• Do zrobienia:
(a) Przepisz wiernie z tekstu o quadzie Kingquad odcinek od słów „Rejestracja: 16.09.2009 08:22” aż po słowa „ten niżej wymieniony.”.
(b) Proszę wymienić wszystkie pola w danych autora wpisu w tekście o quadzie Kingquad, po których następuje dwukropek i wartość.
(c) Podejmij tekst o quadzie Kingquad i napisz jego dalszy ciąg, zaczynając po ostatnim pokazanym zdaniu.

• Fragment do przeczytania:
Polskie Stowarzyszenie Czterokołowców - ATV Polska - Forum - Zobacz temat - Kingquad LTA 700 - problem z jałowymi obrotami
Reklama1
Zobacz posty bez odpowiedzi | Zobacz aktywne tematy Obecny czas: 28.04.2024 03:14



Odpowiedz  [ 6 posty(ów) ] 
Kingquad LTA 700 - problem z jałowymi obrotami 
Autor Wiadomość

Rejestracja: 16.09.2009 08:22
Posty: 3
Quad: KQ700
PostWysłany: 16.09.2009 10:58 
Kingquad LTA 700 - problem z jałowymi obrotami
Witam.

Jestem tu nowy więc proszę o wyrozumiałość oraz bardzo serdecznie wszystkich witam.
Poza pracą na ogół zajmuje się rozwiązaniami ciężkich przypadków różnej maści i dzieciny jak ten niżej wymieniony.

Historia quada Suzuki Kingquad LTA 700 2004r.

2004r. I właściciel dbał o sprzęt (docierany, założone parę bajerów, wypad w teren po 200km itd. nie topiony, praca ledwo w większych kałużach, wszystkie płyny na czas, serwisowany)

(Pozycje ze zbioru danych)

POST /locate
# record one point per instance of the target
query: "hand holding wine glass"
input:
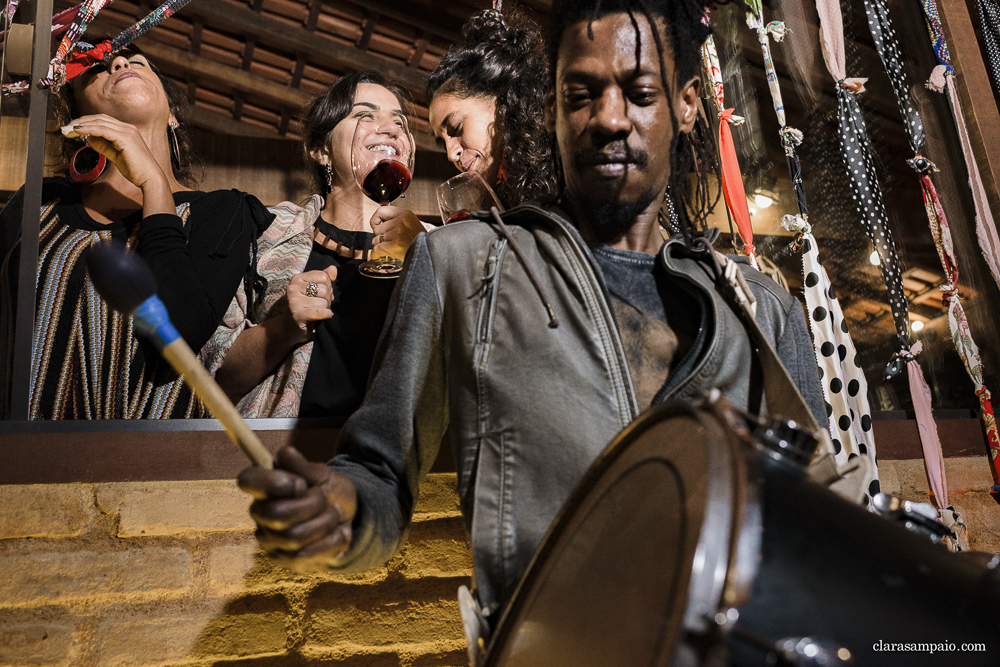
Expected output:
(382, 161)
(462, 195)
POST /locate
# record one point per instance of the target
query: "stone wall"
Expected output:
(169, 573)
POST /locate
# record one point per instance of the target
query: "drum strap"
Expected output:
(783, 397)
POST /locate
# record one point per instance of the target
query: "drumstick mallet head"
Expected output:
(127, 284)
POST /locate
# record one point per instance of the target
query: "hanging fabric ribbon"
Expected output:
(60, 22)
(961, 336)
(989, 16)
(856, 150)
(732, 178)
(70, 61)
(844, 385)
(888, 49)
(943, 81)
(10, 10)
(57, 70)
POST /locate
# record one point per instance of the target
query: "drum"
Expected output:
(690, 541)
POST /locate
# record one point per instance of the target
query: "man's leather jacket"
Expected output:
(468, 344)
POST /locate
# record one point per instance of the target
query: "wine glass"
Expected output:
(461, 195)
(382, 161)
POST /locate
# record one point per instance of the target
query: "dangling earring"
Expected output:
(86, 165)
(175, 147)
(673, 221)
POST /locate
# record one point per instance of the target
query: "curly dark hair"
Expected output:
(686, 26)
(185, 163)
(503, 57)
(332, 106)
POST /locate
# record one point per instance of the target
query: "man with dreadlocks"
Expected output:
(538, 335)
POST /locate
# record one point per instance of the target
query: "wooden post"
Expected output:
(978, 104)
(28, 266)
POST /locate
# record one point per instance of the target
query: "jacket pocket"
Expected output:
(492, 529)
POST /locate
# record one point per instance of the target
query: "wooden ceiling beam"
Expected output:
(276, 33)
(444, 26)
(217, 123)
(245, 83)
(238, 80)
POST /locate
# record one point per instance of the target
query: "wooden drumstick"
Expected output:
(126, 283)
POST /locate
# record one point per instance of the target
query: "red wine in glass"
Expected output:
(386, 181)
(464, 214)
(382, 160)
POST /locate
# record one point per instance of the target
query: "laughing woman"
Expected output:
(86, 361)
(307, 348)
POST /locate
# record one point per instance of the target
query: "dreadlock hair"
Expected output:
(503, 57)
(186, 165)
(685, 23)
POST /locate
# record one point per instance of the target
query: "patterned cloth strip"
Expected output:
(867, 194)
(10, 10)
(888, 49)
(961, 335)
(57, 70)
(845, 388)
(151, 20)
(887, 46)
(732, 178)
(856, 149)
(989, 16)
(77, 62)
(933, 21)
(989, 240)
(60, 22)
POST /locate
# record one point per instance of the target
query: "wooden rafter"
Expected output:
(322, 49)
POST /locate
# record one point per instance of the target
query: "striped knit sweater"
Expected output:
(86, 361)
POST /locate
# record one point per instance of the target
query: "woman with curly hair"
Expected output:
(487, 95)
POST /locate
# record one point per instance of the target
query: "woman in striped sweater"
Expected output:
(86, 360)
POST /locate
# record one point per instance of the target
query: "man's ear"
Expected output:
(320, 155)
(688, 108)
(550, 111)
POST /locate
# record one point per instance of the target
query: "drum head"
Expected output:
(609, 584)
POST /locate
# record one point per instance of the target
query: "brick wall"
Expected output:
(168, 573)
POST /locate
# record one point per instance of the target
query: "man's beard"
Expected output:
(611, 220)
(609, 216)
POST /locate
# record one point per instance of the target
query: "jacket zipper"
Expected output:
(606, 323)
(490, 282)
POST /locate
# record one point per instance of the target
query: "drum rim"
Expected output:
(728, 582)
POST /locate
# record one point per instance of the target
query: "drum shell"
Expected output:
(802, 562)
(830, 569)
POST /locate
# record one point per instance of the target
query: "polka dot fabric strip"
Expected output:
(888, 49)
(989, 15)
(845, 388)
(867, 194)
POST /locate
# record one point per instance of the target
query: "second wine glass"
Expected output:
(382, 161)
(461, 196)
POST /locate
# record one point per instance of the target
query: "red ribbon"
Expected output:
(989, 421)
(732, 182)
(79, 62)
---
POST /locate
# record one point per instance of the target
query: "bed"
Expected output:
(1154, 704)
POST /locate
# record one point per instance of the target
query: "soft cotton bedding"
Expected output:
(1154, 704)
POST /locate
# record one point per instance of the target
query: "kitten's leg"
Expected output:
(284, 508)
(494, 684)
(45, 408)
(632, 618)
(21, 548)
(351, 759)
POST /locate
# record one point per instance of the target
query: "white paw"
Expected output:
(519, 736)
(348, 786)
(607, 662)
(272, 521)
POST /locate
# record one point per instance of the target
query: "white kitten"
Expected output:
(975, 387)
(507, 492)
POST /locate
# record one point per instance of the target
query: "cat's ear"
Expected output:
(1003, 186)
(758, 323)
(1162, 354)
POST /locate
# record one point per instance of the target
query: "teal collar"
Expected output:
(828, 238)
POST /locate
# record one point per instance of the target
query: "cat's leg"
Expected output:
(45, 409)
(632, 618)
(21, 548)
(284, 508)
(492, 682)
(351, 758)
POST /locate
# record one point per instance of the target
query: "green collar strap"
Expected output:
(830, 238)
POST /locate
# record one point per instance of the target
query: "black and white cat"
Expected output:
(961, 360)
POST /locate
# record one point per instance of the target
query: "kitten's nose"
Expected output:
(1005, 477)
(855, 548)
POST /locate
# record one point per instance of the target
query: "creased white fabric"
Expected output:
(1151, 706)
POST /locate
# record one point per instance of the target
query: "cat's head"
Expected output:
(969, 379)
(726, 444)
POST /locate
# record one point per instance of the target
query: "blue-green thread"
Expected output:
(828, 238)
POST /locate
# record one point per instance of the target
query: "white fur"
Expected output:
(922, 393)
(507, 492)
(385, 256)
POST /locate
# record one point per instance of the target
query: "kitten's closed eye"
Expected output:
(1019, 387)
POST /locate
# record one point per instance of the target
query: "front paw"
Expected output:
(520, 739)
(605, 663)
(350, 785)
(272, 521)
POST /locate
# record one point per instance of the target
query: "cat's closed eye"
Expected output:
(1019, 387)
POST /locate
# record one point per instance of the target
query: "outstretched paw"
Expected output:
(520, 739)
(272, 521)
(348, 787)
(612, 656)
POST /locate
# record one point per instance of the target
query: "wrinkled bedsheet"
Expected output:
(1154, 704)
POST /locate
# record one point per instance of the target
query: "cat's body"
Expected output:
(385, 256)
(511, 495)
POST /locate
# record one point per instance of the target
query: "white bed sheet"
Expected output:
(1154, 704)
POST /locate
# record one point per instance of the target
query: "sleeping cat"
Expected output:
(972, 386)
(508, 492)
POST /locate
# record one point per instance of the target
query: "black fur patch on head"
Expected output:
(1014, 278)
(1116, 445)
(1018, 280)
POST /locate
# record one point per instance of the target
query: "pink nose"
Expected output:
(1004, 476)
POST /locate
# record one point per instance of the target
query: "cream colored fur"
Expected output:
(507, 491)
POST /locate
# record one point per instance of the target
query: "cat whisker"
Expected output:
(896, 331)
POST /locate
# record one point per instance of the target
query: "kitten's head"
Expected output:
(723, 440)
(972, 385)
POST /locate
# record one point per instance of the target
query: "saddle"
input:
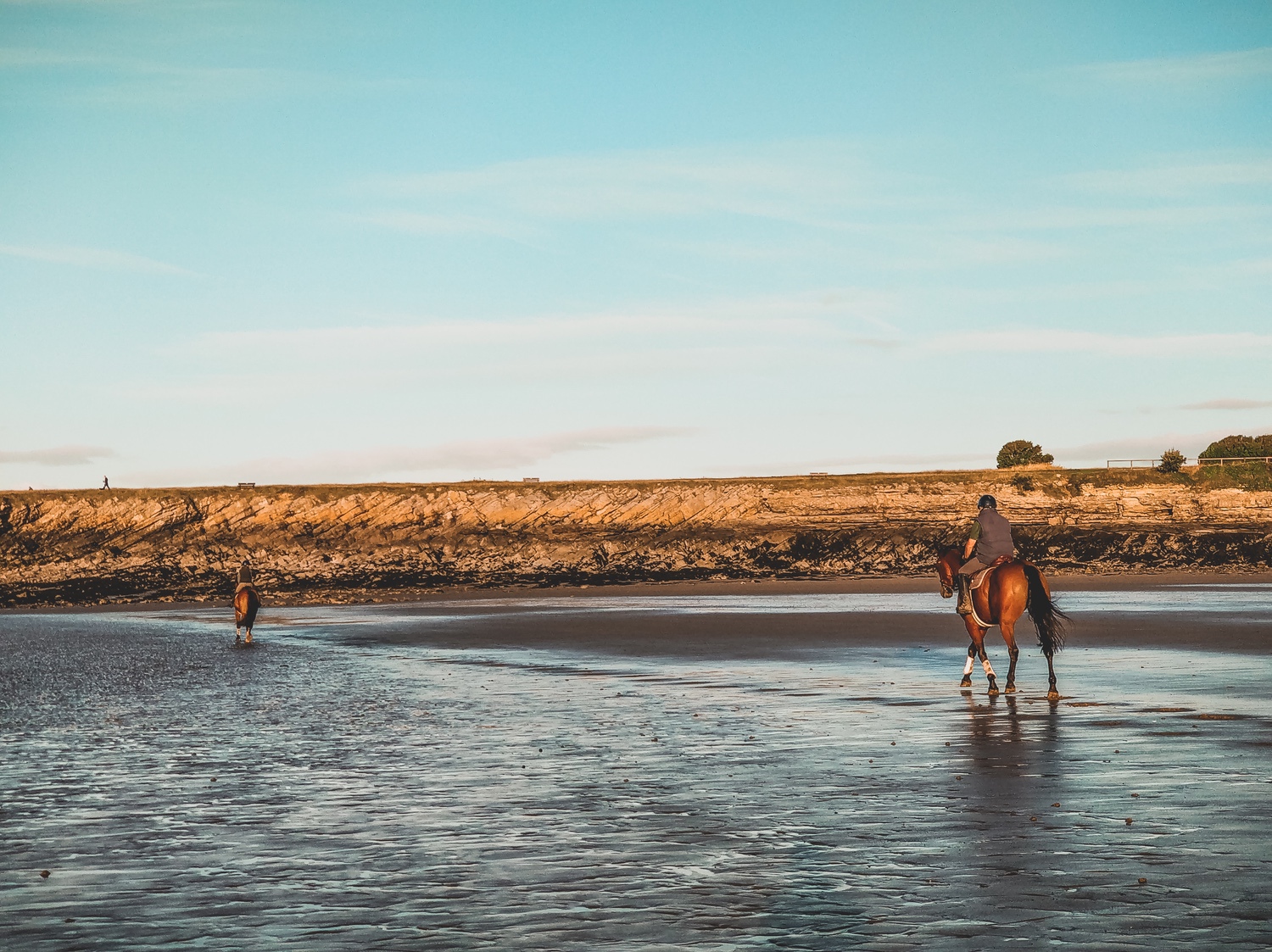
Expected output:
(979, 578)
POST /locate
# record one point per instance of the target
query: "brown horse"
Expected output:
--
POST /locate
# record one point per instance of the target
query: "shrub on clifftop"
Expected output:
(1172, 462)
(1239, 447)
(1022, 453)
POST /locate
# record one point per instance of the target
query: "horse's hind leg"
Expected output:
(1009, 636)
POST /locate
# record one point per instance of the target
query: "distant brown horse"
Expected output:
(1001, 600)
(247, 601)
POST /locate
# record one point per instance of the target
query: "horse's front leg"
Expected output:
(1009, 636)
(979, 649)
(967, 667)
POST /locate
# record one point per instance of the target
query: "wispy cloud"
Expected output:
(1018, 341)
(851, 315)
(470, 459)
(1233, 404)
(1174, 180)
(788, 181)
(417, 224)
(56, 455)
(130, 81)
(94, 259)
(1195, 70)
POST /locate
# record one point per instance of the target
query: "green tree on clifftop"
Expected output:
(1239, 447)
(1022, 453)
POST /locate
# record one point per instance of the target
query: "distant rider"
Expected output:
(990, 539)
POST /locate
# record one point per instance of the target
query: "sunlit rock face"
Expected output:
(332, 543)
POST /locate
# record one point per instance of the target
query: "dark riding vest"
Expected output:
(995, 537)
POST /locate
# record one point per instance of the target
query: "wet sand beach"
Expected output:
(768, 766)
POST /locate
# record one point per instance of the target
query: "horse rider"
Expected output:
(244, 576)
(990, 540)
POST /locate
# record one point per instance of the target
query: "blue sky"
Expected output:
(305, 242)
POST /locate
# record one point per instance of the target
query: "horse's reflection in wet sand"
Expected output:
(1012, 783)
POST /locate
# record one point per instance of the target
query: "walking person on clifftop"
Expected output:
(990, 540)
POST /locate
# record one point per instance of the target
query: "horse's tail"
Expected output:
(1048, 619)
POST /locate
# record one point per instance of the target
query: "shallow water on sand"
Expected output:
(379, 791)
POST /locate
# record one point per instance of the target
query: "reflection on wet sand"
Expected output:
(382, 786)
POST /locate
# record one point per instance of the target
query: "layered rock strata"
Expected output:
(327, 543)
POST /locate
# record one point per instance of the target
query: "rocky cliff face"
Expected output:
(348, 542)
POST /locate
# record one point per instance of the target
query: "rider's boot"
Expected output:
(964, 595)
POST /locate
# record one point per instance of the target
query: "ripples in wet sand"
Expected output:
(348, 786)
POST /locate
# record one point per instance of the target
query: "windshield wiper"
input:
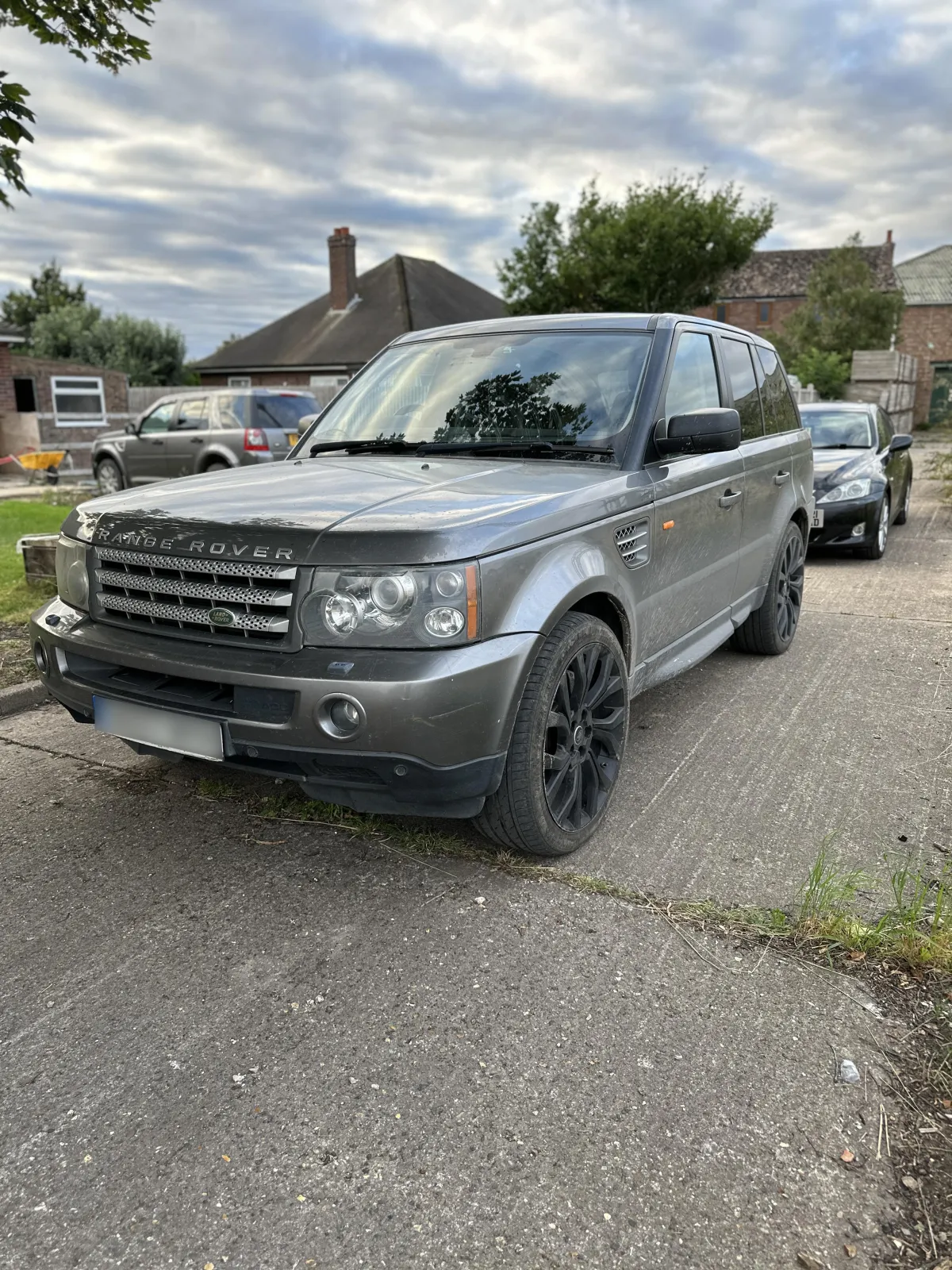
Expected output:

• Odpowiedzi do zadań:
(a)
Rejestracja: 16.09.2009 08:22
Posty: 3
Quad: KQ700
PostWysłany: 16.09.2009 10:58 
Kingquad LTA 700 - problem z jałowymi obrotami
Witam.

Jestem tu nowy więc proszę o wyrozumiałość oraz bardzo serdecznie wszystkich witam.
Poza pracą na ogół zajmuje się rozwiązaniami ciężkich przypadków różnej maści i dzieciny jak ten niżej wymieniony.

(b) Rejestracja, Posty, Quad

(c)
2006/2007r. II właściciel, wszystko w/w... zakup od szefa itp.

początek 2008 – 2000 km quad zgasł, nie odpala, najprawdopodobniej po pierwszej poważniejszej zabawie z terenie która miała miejsce parę dni temu - trochę piachu, sporo górek, zanurzenie do połowy kół w rzece, mycie z błota myjką, szybki przegląd stanu – wszystko było okej, wtedy odpalił bez problemów.

Wycieczka do serwisu, tym razem z usterką. Zmienili filtr na K&N, posprawdzali wszystkie czujniki (przekładali nawet z drugiego), ciśnienia (kompresja, paliwo) i wszystko wg nich było dobrze. Ostatecznie wyregulowali ustawienia (no i zmiana olejów, płynów + filtr), wg nich to było przyczyną braku pracy silnika. Quad już po powrocie nie działał tak dobrze, dłużej trzeba było kręcić rozrusznikiem (2-3 sek) aby odpalił – wcześniej palił od strzała oraz wrażenie jakby był słabszy motor, gorzej się wkręcał oraz miał niestabilne obroty. Czasem był problem z wrzuceniem biegu, powodowało to typowy zgrzyt skrzyni przy za wysokich obrotach.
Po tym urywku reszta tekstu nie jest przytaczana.